• **Data extract**
— BEGIN —

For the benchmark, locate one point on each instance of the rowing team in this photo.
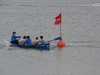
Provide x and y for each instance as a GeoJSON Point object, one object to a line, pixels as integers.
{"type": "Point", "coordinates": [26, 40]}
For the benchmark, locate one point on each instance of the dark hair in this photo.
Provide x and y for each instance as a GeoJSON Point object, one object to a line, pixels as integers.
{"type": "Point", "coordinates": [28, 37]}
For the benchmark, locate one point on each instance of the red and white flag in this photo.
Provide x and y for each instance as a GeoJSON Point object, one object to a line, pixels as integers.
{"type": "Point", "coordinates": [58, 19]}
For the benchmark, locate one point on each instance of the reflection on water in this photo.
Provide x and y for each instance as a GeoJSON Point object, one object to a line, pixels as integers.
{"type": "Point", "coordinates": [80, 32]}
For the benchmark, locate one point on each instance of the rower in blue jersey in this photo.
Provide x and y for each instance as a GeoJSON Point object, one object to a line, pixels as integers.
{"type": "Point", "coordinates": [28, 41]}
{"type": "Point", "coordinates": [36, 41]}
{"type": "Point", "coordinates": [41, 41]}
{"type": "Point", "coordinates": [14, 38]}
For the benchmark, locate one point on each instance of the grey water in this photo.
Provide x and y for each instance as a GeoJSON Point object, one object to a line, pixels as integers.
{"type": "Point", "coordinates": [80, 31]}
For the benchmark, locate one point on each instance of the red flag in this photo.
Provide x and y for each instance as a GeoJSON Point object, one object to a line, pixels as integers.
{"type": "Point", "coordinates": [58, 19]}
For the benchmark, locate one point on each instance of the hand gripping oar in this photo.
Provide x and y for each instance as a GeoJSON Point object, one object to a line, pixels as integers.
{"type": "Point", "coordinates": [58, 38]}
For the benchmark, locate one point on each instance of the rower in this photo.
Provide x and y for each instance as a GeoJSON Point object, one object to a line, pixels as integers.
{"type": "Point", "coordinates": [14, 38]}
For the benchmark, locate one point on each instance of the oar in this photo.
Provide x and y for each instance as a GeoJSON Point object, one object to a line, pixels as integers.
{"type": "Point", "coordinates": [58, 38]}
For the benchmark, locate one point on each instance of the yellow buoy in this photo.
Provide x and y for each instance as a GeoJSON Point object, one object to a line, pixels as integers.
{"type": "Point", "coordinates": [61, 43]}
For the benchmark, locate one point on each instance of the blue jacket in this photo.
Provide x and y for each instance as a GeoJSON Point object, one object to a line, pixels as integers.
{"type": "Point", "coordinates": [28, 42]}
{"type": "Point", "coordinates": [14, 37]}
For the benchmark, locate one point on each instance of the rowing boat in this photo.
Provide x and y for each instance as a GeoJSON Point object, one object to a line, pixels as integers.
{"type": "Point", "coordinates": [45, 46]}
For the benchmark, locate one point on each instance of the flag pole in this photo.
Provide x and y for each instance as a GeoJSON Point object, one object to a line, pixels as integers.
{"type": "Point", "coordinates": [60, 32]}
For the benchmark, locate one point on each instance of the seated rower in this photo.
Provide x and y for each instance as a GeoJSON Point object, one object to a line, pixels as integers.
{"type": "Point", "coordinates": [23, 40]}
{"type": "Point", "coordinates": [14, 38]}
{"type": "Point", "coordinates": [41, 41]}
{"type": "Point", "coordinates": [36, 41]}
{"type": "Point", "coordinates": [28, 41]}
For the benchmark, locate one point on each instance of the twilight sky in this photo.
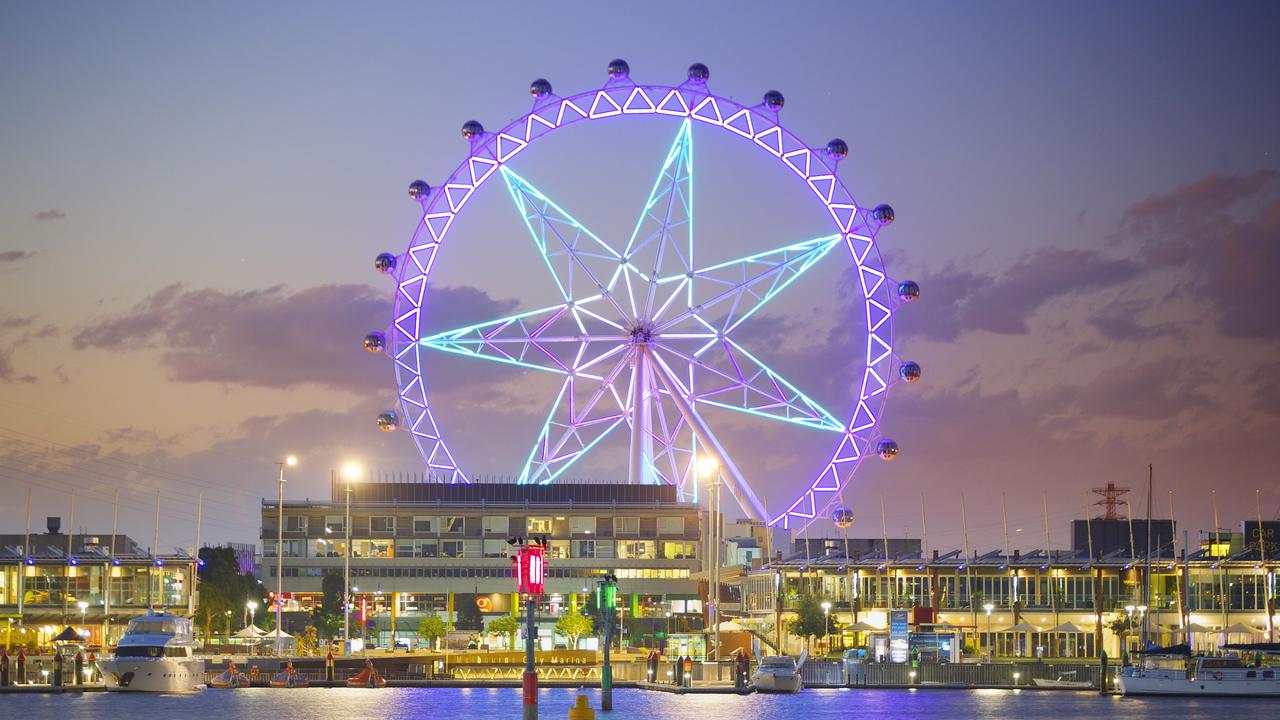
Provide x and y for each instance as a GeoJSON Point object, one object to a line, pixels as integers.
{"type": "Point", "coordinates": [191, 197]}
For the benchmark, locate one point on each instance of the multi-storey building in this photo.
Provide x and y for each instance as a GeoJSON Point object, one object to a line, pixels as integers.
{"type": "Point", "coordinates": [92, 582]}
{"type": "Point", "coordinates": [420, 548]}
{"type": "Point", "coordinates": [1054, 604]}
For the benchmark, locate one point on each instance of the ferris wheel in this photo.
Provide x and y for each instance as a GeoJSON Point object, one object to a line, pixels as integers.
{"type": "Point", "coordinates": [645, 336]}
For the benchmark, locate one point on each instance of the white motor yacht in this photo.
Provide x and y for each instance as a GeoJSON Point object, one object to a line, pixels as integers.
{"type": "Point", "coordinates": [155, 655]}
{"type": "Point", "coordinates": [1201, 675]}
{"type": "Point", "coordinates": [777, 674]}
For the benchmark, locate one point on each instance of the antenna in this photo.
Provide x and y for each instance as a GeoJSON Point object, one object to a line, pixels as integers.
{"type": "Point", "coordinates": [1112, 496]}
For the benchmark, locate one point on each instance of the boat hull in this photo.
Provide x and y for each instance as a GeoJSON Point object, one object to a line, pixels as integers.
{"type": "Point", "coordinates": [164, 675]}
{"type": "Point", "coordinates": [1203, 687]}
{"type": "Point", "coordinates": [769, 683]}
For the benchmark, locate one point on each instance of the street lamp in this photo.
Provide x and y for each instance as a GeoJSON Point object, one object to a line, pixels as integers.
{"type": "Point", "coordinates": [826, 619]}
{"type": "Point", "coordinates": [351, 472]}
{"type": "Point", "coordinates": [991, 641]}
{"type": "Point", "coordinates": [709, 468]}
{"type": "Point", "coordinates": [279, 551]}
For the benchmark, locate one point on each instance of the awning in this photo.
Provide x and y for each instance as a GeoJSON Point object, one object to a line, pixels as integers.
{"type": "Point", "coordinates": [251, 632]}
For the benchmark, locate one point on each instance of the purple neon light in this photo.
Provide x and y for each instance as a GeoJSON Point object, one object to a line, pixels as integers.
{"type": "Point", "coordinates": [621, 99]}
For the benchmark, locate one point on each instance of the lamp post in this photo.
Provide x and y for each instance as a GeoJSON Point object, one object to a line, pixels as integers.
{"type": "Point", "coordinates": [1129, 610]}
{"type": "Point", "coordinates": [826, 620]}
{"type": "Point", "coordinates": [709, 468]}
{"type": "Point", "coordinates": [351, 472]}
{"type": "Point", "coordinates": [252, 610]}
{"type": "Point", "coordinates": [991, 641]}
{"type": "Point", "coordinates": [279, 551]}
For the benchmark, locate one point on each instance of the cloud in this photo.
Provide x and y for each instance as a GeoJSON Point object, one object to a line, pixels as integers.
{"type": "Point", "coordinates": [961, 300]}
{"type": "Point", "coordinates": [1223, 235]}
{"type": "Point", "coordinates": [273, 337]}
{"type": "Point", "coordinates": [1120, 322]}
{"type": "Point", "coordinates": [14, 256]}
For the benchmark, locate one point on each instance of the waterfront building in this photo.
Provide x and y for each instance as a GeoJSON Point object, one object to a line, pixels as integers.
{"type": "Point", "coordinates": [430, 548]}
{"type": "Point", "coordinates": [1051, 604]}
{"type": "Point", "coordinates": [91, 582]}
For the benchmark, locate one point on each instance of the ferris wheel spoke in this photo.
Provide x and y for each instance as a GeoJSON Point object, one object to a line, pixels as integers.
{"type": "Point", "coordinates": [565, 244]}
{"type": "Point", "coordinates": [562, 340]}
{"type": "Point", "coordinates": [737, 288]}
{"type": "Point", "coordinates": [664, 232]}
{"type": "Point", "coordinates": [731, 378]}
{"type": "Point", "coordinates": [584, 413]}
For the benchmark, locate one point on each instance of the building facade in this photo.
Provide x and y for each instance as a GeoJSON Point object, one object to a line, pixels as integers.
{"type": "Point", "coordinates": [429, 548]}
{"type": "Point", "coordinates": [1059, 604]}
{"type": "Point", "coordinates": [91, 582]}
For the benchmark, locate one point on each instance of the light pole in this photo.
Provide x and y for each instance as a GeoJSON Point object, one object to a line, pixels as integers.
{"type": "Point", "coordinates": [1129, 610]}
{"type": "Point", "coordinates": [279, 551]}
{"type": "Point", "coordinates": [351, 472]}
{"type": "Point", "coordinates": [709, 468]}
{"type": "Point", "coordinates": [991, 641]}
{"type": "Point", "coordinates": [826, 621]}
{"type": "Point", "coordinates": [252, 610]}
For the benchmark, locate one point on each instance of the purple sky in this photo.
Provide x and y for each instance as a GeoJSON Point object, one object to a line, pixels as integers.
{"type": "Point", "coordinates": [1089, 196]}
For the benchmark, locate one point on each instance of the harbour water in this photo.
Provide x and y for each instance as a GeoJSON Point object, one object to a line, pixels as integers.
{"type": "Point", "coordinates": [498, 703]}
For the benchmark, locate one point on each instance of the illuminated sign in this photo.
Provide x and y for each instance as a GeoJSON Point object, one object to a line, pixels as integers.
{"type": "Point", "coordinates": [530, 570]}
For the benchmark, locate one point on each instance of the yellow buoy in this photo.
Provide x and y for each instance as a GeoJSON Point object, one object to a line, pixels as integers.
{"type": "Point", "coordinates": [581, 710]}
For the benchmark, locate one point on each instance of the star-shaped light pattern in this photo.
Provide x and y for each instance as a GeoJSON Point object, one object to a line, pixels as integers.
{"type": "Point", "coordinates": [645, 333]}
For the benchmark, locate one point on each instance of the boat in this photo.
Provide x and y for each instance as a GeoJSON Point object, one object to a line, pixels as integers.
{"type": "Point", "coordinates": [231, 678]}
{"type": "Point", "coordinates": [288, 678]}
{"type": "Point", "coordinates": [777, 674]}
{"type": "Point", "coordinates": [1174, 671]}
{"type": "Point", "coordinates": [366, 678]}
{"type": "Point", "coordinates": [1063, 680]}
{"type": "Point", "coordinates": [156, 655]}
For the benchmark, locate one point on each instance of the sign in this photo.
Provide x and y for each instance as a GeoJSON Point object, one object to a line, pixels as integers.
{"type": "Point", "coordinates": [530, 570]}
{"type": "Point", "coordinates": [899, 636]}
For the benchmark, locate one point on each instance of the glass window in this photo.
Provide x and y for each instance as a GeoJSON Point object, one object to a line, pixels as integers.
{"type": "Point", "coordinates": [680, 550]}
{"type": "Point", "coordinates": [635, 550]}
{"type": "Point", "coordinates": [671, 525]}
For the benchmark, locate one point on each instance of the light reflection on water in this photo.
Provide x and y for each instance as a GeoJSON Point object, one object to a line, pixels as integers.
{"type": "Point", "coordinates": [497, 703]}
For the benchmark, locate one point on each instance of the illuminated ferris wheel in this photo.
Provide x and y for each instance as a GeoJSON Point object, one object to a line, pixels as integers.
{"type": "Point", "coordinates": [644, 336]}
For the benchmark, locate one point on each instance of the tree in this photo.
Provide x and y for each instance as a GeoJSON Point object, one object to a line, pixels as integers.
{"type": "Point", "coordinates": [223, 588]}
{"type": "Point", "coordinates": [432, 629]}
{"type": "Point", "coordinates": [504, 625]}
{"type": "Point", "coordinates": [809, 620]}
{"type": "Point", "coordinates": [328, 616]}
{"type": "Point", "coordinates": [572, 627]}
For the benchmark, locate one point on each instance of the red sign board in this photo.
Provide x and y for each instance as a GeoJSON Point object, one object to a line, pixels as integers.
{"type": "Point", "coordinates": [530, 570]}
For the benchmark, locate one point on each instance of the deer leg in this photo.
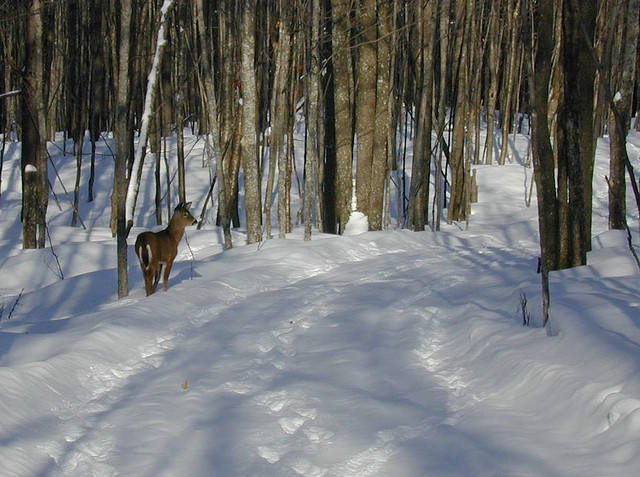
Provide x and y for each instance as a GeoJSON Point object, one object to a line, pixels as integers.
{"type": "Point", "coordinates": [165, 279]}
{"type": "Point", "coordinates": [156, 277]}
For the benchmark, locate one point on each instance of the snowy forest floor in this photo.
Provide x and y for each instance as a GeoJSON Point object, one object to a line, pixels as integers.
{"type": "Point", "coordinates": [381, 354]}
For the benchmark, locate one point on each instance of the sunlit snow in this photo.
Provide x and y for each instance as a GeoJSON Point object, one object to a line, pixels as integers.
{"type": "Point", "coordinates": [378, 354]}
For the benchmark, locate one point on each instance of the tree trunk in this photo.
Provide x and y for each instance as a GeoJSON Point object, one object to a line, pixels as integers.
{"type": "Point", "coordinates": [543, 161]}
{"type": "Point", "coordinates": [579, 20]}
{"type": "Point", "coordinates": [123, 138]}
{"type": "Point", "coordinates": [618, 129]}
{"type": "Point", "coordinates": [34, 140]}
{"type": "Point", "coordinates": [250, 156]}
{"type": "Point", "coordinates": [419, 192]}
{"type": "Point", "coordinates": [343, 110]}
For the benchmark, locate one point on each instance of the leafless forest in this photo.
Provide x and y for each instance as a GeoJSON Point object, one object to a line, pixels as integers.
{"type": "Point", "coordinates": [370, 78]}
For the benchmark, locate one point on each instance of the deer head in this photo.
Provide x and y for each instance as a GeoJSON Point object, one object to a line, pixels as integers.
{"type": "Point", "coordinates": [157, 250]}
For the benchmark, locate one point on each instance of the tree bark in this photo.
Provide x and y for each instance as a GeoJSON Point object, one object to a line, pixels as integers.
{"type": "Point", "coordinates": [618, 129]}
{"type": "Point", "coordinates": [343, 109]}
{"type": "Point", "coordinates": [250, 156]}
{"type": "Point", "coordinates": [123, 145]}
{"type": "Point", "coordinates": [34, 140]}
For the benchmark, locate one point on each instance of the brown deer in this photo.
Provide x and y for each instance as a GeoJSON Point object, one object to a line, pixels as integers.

— END —

• **Aim**
Return the lines above, from the one containing "bark in this photo." to the end, exactly as they stand.

• **Reply**
For the benchmark, locate one point on each instance of the tree bark in this photo.
Provide x and y for each instance as a GeoJSON Point object, one object to a line, pixels as integers.
{"type": "Point", "coordinates": [618, 129]}
{"type": "Point", "coordinates": [343, 109]}
{"type": "Point", "coordinates": [250, 156]}
{"type": "Point", "coordinates": [123, 145]}
{"type": "Point", "coordinates": [34, 140]}
For the benchmark, locate one point on each instance of the brown deer in this photo.
Provide x and y for each instance as a GeoJSON Point object, one object to a line, pixels as integers.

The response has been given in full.